== PAGE EXCERPT ==
Upcoming SCOTUS Review of Challenge to Section 1983 Could Impact Access to Medicaid, Other Benefits

In November 2022, the United States Supreme Court will hear oral arguments on Health and Hospital Corporation of Marion County v. Talevski. This case poses the question of whether the Supreme Court should re-examine its holding that spending clause legislation permits private lawsuits in federal court to enforce rights under 42 U.S.C. § 1983.

The Talevski case involves a family’s lawsuit under Section 1983 alleging violations by a nursing facility of the Federal Nursing Home Amendments Act of 1987 (FNHA). However, many are concerned that the Supreme Court’s decision could impact other laws, such as those governing health benefits provided through Medicaid.

Section 1983 provides a means by which Medicaid enrollees (and other recipients of state-run federal aid programs) can file lawsuits in federal court to enforce their rights when unlawful state policies contravene federal requirements or cause other harm.

The Role of CMS

Currently, the Medicaid system is administered on a state-by-state basis. The Centers for Medicare and Medicaid Services is tasked with overseeing each state’s system of Medicaid administration. However, it has very limited powers to correct improper policies or wrongs committed by states to those seeking Medicaid benefits.

The powers it does have require states to have the benefit of a long adjudication process through administrative hearings before any sanctions can be implemented. The sanctions themselves are not particularly appealing, as they involve catastrophic consequences such as denial of funding to a state, which could affect millions of people at one time.

Access to Federal Intervention

Beneficiaries of Medicaid also have no private rights to federal intervention under the Social Security Act in instances where they are being deprived of assistance to which they are entitled. Section 1983 has changed this dynamic and allows injured persons to seek federal judicial review of their specific situations. This can lead to a quicker administration of justice and individualized relief.

For example, if a person’s Medicaid eligibility is wrongfully terminated, they can access the federal court system and get a decision on their denial faster than through any administrative hearing process. The court also has the power to impose financial and other sanctions. The same would be true in situations where a state Medicaid plan wrongfully denies payments for treatments that federal rules state should be covered or where a state delays reviewing Medicaid applications for an unreasonable amount of time.

If Section 1983 access is eliminated for the FNHA in the Talevski case, the same could happen to Section 1983 access regarding disputes related to other federal statutes. This could lead to a fundamental shift in Medicaid policy, affecting millions. Many believe states will be empowered to implement policies that may favor their fiscal policies and harm individuals, knowing it will take years before such policies may be reversed with no sanctions in the interim.
===
== RECORDS SHOWN ==
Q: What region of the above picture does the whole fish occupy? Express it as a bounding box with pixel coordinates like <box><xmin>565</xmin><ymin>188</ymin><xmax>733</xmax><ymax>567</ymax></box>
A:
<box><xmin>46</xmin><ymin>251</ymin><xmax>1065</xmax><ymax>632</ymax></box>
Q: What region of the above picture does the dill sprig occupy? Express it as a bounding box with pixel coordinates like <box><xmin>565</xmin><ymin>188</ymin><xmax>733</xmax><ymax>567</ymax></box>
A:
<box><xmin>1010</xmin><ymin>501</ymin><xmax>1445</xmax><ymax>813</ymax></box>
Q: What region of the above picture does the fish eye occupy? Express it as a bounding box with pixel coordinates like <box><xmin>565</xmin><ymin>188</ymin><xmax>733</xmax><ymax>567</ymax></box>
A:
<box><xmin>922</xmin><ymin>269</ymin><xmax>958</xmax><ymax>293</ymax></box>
===
### EXERCISE BRIEF
Quote the stretch of the Section 1983 article from "Beneficiaries of Medicaid" through "and individualized relief.". The data is not required for anything that follows.

### SOLUTION TO THIS TASK
Beneficiaries of Medicaid also have no private rights to federal intervention under the Social Security Act in instances where they are being deprived of assistance to which they are entitled. Section 1983 has changed this dynamic and allows injured persons to seek federal judicial review of their specific situations. This can lead to a quicker administration of justice and individualized relief.